- Extract provided:
Thursday, March 1, 2012

Art and Death: Holding Our Own

I watched this extraordinary documentary with three good friends this week. I had seen this film in a class on Caring for the Grieving last year and I was so moved I had to have my own copy. I tracked it down and made a movie night. It’s not everybody’s idea of a chick flick—but really, in a sense this is the ultimate love story and a heartbreaker that makes you happy to cry a lot.

Holding Our Own is about fabric artist Deidre Scherer who creates  “paintings” from her real life sketches of people who are dying. Her work is extraordinarily beautiful and her craft amazing in the ways she creates super-realism in portraiture using layers of fabric. But the other beauty is her belief in and her philosophy of the role that death plays in life.

The second focus of this film is the Hallowell Chorus in Burlington Vermont. Hallowell is a group of amateur and professional singers who volunteer to sing at deathbeds and in hospitals with people who are near death. Again, no, it doesn’t sound like fun but in fact this is stunning.

Watching this extraordinary film with close friends led us to an intimate conversation about our beliefs in life after death, and what we might like for our funerals and our desires for the way we’d like to experience the end of our lives.

Holding Our Own was produced by Paul Newman and it’s available from Netflix or can be purchased on Amazon. It’s a fabulous intersection of creativity and death—which is to say generation-- or life and death.

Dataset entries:
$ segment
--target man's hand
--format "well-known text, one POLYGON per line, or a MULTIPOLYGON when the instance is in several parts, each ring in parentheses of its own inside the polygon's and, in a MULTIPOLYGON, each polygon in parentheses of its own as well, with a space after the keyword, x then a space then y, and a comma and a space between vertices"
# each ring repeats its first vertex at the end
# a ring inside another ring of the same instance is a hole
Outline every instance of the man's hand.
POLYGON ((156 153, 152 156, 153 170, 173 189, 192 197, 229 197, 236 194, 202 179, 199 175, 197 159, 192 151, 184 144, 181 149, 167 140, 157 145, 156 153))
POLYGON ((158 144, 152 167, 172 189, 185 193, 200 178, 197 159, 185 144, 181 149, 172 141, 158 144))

- Exercise directions: Reproduce verbatim the portion of the documentary review starting at "I watched this" and ending at "plays in life.".

- Result:
I watched this extraordinary documentary with three good friends this week. I had seen this film in a class on Caring for the Grieving last year and I was so moved I had to have my own copy. I tracked it down and made a movie night. It’s not everybody’s idea of a chick flick—but really, in a sense this is the ultimate love story and a heartbreaker that makes you happy to cry a lot.

Holding Our Own is about fabric artist Deidre Scherer who creates  “paintings” from her real life sketches of people who are dying. Her work is extraordinarily beautiful and her craft amazing in the ways she creates super-realism in portraiture using layers of fabric. But the other beauty is her belief in and her philosophy of the role that death plays in life.